— Instructions for the task —
Collect every line below that contains the string "cone" and copy each one out.

(Location identification lines)
━━━━━━
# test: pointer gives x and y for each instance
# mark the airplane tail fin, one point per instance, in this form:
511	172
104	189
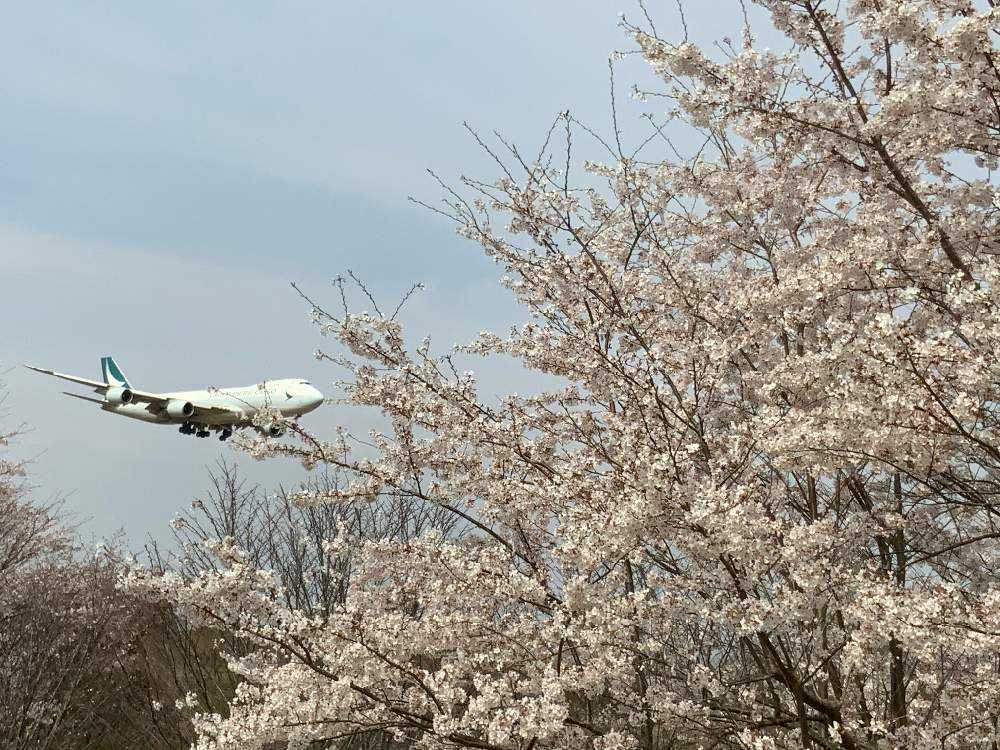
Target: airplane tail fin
112	372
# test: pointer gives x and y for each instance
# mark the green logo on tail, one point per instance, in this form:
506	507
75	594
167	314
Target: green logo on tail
112	373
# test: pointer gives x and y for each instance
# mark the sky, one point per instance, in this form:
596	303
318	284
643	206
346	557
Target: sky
167	169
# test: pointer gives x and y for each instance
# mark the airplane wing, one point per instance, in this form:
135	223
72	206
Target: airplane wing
97	385
155	400
84	398
158	402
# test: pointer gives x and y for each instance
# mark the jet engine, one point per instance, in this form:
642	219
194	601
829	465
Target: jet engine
177	409
119	395
275	429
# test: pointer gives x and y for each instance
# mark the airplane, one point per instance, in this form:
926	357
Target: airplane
197	412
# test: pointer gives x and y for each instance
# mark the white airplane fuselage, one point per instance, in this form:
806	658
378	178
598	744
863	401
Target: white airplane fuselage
290	397
198	412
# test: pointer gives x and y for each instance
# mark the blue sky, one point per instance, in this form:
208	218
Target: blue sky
167	169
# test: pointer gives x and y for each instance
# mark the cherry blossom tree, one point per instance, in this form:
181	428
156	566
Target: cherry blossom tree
760	509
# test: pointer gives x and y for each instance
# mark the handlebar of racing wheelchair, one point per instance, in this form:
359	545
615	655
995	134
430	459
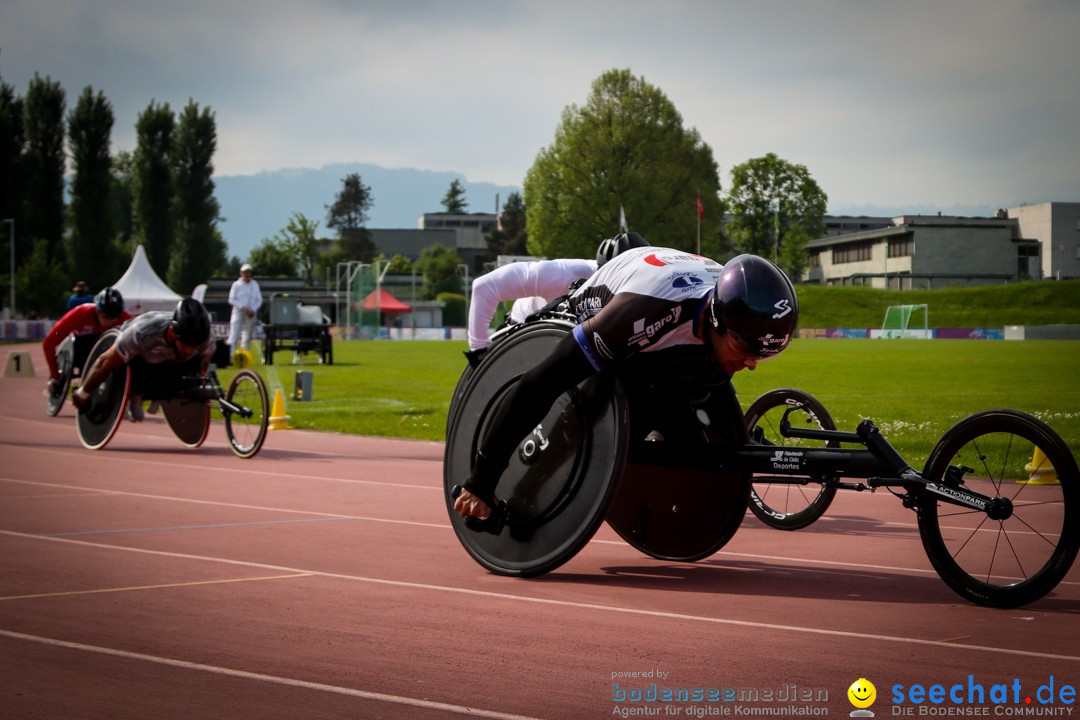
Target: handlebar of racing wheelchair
949	490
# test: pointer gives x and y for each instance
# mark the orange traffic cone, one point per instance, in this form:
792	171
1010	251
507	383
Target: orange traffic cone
1041	471
278	418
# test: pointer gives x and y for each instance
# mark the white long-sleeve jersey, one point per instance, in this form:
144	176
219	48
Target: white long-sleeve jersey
544	279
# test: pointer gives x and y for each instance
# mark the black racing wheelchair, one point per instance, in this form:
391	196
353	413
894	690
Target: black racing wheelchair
186	399
994	535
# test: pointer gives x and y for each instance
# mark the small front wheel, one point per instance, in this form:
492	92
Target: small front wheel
246	428
1018	551
787	505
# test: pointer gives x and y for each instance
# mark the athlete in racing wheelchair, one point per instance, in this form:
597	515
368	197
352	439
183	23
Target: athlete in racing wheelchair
166	357
70	339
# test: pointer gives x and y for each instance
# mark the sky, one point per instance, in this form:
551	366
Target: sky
888	104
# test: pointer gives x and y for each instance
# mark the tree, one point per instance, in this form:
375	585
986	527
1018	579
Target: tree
92	255
625	150
271	259
348	216
153	184
510	238
298	239
44	165
12	145
778	208
454	201
198	250
440	268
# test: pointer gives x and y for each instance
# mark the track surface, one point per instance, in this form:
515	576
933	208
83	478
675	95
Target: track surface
322	580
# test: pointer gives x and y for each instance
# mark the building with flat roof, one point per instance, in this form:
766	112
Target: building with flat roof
922	252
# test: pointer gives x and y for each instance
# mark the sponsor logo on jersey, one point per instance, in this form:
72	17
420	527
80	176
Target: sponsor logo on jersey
644	331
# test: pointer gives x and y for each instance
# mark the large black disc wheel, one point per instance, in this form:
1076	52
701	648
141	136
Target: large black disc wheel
247	429
65	365
782	504
99	420
562	475
1017	551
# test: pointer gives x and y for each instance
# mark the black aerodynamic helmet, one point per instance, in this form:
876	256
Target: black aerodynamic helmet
191	322
755	301
620	243
109	302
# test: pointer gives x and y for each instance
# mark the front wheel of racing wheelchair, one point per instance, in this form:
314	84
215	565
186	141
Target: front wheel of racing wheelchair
586	461
185	398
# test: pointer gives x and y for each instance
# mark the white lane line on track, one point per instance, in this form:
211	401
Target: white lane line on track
658	614
446	526
259	677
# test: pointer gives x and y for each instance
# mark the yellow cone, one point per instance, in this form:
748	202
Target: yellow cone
1042	472
278	418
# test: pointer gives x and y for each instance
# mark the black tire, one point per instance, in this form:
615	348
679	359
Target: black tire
246	435
1014	561
785	505
65	365
99	420
563	475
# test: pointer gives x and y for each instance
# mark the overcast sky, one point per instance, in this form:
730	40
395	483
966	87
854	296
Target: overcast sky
893	103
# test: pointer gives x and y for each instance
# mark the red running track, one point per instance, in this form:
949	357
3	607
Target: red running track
322	580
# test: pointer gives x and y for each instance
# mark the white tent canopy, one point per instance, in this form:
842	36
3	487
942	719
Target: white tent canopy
143	289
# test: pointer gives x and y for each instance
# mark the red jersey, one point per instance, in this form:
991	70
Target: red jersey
80	320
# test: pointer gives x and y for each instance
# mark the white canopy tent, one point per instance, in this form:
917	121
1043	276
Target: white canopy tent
143	289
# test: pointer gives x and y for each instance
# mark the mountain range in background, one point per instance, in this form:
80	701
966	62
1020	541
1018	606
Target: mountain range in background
259	206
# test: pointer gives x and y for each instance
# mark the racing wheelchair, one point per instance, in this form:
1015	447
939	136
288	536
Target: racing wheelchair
994	538
70	363
186	398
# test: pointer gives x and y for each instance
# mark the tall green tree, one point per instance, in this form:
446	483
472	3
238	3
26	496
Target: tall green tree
348	216
440	268
12	146
44	165
299	240
91	252
511	236
199	250
454	201
625	149
777	208
153	184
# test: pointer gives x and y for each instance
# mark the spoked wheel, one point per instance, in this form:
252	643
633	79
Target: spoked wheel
246	430
787	505
65	365
1021	549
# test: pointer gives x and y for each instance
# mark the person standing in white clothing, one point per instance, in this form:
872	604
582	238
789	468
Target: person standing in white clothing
245	298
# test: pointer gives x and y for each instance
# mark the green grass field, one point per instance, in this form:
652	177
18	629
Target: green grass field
913	389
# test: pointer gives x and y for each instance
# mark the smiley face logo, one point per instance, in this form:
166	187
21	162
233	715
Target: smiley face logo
862	693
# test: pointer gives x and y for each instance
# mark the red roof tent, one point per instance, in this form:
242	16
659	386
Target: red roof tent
382	300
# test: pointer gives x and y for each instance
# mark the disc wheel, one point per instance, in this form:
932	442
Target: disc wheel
787	505
1028	545
65	365
246	432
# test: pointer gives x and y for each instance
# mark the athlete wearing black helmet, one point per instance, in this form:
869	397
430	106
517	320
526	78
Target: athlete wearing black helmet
646	299
85	322
159	347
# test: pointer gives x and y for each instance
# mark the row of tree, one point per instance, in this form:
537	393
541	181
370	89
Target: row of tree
161	195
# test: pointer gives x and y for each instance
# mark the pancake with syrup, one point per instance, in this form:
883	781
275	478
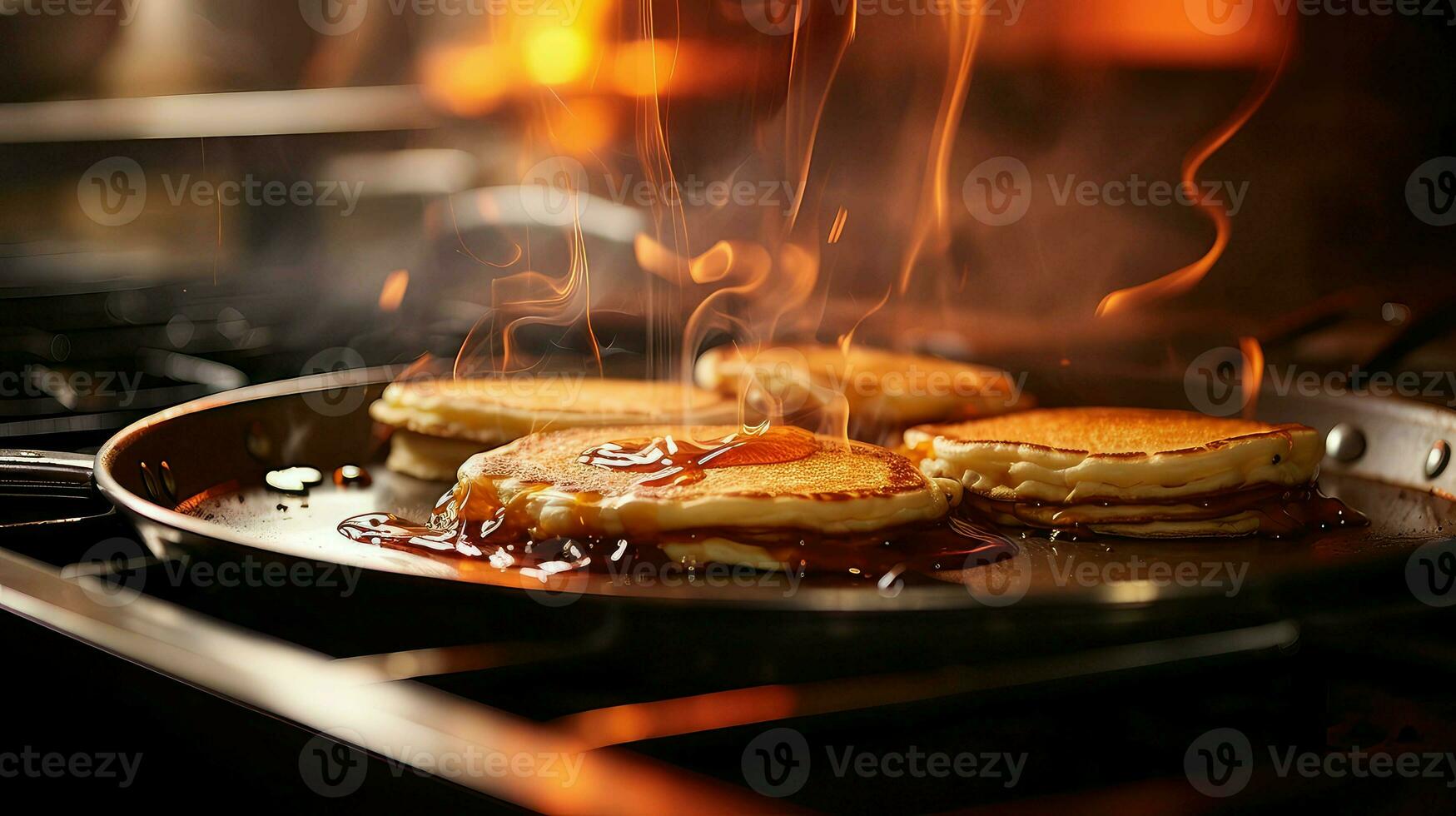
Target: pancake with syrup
709	493
1133	472
886	391
440	423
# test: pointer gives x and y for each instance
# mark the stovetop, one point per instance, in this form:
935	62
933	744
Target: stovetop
1101	729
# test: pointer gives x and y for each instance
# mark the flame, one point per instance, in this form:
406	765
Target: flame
394	291
532	299
556	56
1187	277
932	221
1253	379
837	229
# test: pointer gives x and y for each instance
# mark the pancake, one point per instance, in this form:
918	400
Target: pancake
654	483
882	388
440	423
1129	471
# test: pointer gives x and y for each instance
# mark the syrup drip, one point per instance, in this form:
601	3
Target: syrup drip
353	475
668	460
1280	510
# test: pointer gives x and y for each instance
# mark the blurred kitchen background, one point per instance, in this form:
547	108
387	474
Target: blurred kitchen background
425	112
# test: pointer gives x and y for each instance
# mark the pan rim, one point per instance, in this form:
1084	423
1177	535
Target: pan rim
822	600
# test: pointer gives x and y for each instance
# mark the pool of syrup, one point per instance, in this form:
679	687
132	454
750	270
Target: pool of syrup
371	518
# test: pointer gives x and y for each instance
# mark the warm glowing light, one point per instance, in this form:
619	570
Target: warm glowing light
━━━━━━
— Written solution —
# mark the orange traffic cone, one point per instance, in this form:
Target: orange traffic cone
# mark the yellow cone, one point per instance, in this form:
Target: yellow cone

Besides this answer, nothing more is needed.